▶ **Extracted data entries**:
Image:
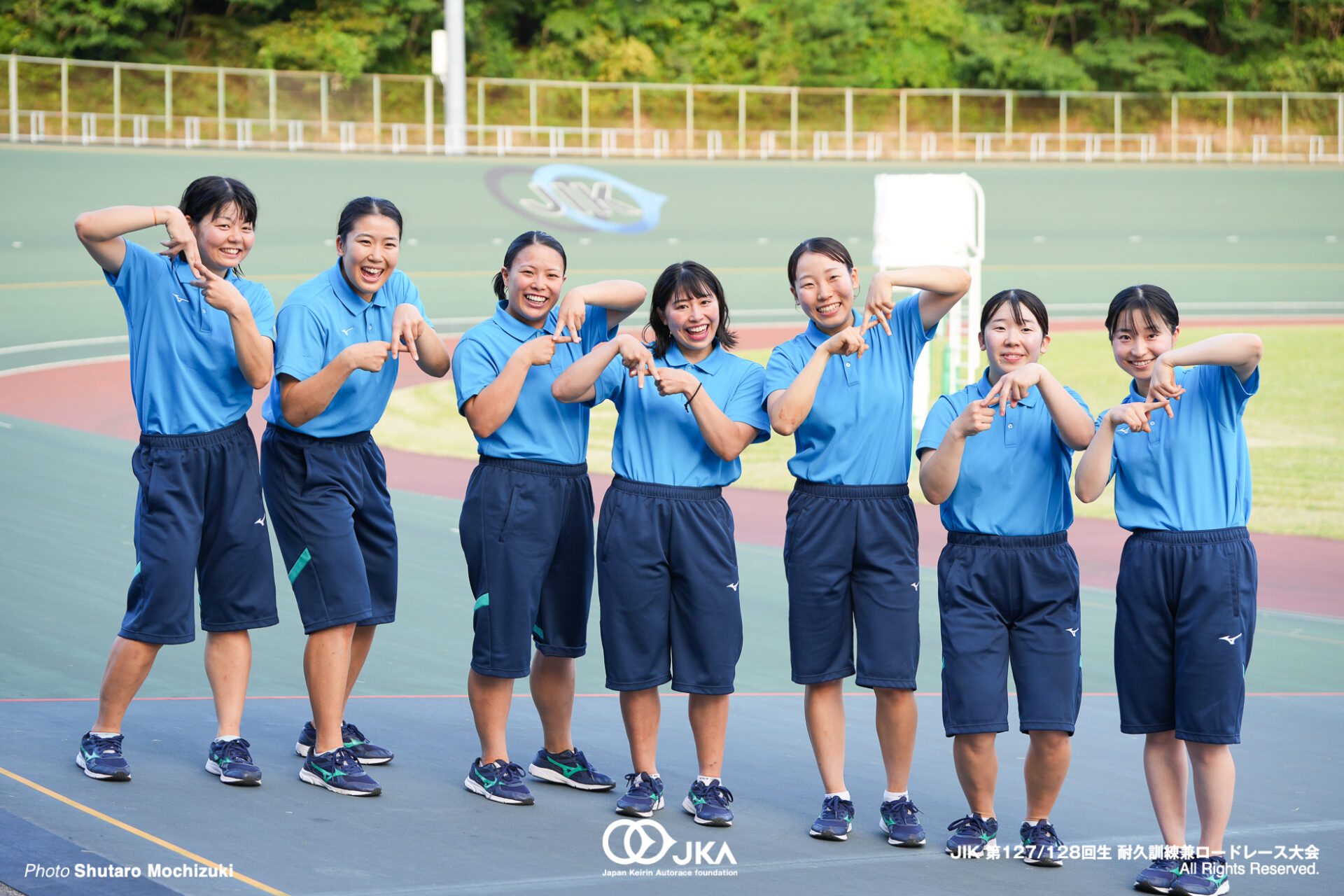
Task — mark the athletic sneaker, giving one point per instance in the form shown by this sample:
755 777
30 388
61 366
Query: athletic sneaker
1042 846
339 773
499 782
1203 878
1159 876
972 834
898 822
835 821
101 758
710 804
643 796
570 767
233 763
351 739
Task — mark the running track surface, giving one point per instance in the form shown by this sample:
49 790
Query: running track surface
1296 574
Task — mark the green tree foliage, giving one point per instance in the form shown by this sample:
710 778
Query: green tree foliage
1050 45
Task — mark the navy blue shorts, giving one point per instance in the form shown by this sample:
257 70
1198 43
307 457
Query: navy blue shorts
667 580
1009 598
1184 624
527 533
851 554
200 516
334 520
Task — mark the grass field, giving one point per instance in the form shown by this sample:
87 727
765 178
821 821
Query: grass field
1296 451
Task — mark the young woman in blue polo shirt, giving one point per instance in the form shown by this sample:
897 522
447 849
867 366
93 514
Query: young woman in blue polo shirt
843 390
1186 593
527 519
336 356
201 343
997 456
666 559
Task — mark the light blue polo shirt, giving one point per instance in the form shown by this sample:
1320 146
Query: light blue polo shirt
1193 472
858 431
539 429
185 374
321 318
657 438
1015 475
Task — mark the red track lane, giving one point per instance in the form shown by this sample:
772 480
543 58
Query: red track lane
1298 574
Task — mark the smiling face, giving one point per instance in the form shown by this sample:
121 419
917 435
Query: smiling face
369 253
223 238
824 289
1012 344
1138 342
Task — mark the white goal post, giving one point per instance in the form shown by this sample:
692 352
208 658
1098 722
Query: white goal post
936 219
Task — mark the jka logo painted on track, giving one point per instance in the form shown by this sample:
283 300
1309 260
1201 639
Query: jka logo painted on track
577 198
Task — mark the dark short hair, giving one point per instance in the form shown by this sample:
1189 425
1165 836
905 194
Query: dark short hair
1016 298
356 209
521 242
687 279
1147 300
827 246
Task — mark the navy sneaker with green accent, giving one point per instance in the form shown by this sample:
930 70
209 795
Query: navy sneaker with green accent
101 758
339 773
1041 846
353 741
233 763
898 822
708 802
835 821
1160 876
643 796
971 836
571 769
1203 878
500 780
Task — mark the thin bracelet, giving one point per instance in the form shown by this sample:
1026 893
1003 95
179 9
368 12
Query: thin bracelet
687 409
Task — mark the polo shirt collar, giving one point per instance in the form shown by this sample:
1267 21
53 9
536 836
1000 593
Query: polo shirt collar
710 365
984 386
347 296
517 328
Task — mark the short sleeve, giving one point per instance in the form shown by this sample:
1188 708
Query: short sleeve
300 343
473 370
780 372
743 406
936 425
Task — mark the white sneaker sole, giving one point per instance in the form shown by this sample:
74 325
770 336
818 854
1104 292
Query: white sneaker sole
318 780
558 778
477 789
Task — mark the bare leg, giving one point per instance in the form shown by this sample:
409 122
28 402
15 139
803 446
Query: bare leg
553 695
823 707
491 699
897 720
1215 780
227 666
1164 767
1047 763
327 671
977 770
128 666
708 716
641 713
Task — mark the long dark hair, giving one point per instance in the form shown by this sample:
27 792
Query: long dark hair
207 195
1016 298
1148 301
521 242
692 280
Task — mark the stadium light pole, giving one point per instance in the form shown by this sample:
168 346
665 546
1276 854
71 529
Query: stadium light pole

▶ **Prompt**:
Exact duplication of all the records is required; pictures are omitted from the copy.

▶ **Response**:
Image:
Task — mark the athletic sneaker, giving one point per instance in the form shown by this sample:
755 777
30 388
61 366
Query: athletic sneaker
1042 846
339 773
499 782
1203 878
1159 876
972 834
898 822
835 821
101 758
710 804
643 796
570 767
233 763
351 739
Task — mark the running track surface, giving one point per instance in the form shown by this sample:
49 790
Query: running track surface
1296 574
Task — mark the green tree foliage, giving one point per instance in the form shown by this sample:
710 778
Query: green tree foliage
1050 45
Task — mark the navy blue shorts, giving one point per instance in the form shown by this sample:
257 70
1198 43
307 457
Query: navy blue shorts
667 580
1009 598
1184 624
527 533
851 554
200 516
334 520
Task — mark the grass field, giving one point per instance in the form shown by this sample:
87 727
765 178
821 821
Query: grass field
1296 451
Task — mark the young woman in blue polo shirt, giving one point per instance in the form shown by this sample:
897 522
447 849
867 366
93 514
Query: young woman in blue polo shirt
843 390
1186 593
527 519
336 356
201 343
997 456
666 559
Task — mark the light blue polo shirt, giving one point per instance in the form shown by this sample:
1320 146
Query: light blue polo shirt
1193 472
858 431
539 429
185 374
321 318
657 438
1015 475
Task — mark the red track lane, giving one point per instance in the form shown by this sample:
772 480
543 58
Query: red track lane
1298 574
Task — mark the smiling face, giving one point per instance in the form shown by this sample:
121 419
917 435
Query: smiling face
369 253
223 238
824 289
1012 344
1138 342
Task — mark the white goal post, giving one point per instance in the form shown by this sample:
692 352
208 658
1098 722
Query: white goal post
936 219
Task — mark the jka logo painted on track, giving one point per instance in the form shown by this sample:
283 300
1309 260
1201 639
Query: jka logo painted on track
577 198
Task — mark the dark short hair, giving one point per instance in the form shown by this sample:
1189 425
1165 836
905 194
Query: dark short hair
1016 298
356 209
521 242
687 279
1147 300
827 246
Task — mark the navy sneaker with green accent, giving one point per instance in the form shown by this sample:
930 70
209 795
Query: navy sneaker with green accent
101 758
339 773
1041 846
353 741
233 763
898 822
708 802
835 821
1160 876
643 796
971 836
571 769
1203 878
500 780
Task — mark the thin bracelet, giving one point per instance in the form shown by this sample:
1026 893
1003 95
179 9
368 12
Query: thin bracelet
687 409
Task — mark the polo shirt collar, giving one point per instance in the form shown by this sample:
1267 21
53 9
536 836
1000 593
Query: polo shirt collar
710 365
984 386
347 296
517 328
Task — mark the short sleeve, giving one point per instance in the form shown by this sample:
1188 708
Query: short sleeve
300 343
473 370
780 372
743 406
936 425
Task — mark the white sneaker sole, giving one point per instance in the form shown by this sample:
74 325
770 336
818 854
1104 292
Query: white sneaker sole
318 780
558 778
477 789
Task — mark the bare leg, giving one point per instance in the form shown by this sample:
409 122
28 402
15 139
803 446
Query: bare leg
553 695
823 707
491 699
897 720
1215 780
227 666
1164 767
1047 763
327 671
977 770
128 666
708 716
641 713
Task — mark the long dark hair, giving one point per instance in the form shown by this sample:
27 792
Query: long dark hair
207 195
1016 298
1148 301
521 242
692 280
Task — mark the stadium light pole, giving one point per instance in the form shown by this sample:
168 346
665 546
1276 854
71 529
Query: stadium light pole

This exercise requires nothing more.